Everything relating to GSTN was not so agitating until it was revealed that 51% of the shareholding of GSTN would lie in the hands of the private sector which would then be privy to a storehouse of a large amount of critical information. Majority private shareholding of such a company implies that critical information related to about 6 million taxpayers would be in the hands of private players. Further, the GSTN has been incorporated as a not-for- profit Section 25 Company whereas the private sector works only for profit; it is quite unusual for this sector to invest on public welfare. This very fact induces a serious question as to why should the private sector be investing in a not-for-profit Company; certainly, some kinds of incentives or interests must be associated with such investment. It would not be wrong therefore to assume that there may be some attraction of larger non-monetary incentives. Or rather, it may be said that access to such critical data relating to the taxpayers itself is the biggest advantage associated with the investment. This threat alone is a major cause of concern for those who argue against privatization of GSTN.

+===+

According to the passage on GSTN, why does private-sector investment in the company raise a serious question? Answer in one to three sentences.

+===+

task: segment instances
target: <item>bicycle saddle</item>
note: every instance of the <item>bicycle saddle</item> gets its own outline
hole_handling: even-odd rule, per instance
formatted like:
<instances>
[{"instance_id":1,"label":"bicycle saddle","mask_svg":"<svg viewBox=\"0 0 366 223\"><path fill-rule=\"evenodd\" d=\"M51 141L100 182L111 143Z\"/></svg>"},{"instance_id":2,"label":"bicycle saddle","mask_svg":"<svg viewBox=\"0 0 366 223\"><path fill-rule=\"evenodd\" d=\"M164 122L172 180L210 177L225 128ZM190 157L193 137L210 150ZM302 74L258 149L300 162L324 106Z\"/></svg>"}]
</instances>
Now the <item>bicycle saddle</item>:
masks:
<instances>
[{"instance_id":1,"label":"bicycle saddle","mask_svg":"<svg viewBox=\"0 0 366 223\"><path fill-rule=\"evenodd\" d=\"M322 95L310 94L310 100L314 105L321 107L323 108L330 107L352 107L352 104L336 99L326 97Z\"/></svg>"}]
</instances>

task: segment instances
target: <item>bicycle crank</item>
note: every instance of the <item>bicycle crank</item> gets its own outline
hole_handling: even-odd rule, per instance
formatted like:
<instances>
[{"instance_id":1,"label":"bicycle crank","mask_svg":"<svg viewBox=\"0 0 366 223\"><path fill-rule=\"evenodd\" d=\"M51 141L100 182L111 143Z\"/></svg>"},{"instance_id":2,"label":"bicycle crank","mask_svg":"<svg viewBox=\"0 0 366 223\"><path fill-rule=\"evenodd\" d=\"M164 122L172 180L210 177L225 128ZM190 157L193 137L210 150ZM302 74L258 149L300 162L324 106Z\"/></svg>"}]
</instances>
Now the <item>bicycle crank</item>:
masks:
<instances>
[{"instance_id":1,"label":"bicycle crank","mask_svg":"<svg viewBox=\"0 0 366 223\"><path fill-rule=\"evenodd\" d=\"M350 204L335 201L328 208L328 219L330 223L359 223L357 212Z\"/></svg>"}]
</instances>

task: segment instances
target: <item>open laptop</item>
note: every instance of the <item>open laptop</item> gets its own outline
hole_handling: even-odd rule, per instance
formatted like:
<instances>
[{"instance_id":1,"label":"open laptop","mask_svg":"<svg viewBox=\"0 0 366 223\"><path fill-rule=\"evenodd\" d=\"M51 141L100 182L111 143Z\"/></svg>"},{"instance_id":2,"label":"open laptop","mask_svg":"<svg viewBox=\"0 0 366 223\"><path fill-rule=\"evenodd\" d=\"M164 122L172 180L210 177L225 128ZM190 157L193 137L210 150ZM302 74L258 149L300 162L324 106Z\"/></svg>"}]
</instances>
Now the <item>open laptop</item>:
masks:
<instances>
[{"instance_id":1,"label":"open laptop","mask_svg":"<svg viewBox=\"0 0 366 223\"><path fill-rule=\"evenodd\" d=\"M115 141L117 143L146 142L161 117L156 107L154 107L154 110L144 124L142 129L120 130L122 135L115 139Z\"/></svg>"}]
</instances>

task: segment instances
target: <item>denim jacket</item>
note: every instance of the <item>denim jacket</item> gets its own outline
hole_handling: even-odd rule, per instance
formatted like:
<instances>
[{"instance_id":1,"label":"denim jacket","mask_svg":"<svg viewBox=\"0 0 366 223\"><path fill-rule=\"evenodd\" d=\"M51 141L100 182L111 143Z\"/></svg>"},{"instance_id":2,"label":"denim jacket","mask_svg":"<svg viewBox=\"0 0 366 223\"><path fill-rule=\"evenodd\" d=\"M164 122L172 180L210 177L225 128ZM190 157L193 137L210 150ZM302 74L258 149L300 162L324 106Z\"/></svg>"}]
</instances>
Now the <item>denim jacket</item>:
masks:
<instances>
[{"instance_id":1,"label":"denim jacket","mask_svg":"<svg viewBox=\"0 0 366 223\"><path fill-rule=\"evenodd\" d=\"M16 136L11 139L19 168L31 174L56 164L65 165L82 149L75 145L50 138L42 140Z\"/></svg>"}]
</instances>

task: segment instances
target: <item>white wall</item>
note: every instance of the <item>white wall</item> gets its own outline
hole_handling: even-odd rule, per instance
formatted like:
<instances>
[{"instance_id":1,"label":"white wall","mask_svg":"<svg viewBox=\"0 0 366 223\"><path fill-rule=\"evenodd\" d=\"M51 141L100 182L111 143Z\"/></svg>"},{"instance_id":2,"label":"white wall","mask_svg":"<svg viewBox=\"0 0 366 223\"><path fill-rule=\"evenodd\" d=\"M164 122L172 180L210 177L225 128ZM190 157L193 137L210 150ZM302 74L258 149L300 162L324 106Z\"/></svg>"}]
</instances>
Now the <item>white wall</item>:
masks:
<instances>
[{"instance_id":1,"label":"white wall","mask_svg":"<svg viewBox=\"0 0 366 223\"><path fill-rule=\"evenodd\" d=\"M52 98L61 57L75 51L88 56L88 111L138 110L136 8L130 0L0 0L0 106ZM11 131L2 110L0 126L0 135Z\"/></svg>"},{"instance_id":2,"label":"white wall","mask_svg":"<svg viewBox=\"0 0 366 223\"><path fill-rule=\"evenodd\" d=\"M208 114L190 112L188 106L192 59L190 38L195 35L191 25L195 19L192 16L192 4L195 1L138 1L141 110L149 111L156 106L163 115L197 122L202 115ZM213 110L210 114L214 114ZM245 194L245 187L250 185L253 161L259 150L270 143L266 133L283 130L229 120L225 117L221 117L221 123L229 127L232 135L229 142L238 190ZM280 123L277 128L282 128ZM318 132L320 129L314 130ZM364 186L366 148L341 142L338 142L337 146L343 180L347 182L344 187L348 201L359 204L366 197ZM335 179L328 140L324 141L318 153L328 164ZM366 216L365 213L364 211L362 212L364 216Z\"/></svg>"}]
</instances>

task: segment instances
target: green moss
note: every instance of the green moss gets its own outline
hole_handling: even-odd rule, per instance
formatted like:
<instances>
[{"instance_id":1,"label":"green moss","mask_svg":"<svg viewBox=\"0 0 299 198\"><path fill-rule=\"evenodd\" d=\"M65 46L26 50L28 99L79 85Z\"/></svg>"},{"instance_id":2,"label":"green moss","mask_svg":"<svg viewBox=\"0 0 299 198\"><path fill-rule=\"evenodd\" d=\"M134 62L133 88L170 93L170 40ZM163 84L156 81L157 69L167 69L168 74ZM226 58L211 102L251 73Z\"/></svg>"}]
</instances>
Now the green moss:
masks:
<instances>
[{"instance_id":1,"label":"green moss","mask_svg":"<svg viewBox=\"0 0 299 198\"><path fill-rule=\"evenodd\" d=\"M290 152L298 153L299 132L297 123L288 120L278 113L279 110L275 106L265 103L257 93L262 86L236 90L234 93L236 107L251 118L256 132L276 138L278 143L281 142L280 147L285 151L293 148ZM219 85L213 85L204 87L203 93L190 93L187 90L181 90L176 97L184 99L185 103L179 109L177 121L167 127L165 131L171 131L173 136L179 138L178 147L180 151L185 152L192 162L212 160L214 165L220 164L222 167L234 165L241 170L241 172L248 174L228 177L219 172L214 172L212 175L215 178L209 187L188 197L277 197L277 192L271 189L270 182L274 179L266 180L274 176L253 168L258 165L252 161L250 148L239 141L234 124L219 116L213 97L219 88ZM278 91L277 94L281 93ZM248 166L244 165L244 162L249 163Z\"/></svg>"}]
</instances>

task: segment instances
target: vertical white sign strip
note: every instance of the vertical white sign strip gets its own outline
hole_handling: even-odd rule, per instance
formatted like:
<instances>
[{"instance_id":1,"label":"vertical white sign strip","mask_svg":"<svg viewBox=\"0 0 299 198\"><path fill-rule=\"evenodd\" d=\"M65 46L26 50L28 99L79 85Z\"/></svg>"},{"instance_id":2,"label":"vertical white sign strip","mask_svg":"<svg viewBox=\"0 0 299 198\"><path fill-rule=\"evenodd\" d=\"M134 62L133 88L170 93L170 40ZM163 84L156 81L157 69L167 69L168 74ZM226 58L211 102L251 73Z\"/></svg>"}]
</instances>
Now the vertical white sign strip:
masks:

+===+

SOLUTION BELOW: GSTN was incorporated as a not-for-profit Section 25 Company, but the private sector works only for profit and rarely invests in public welfare. The passage therefore argues that some incentive must lie behind the investment, possibly non-monetary. It suggests the biggest advantage may be access to critical data on about 6 million taxpayers.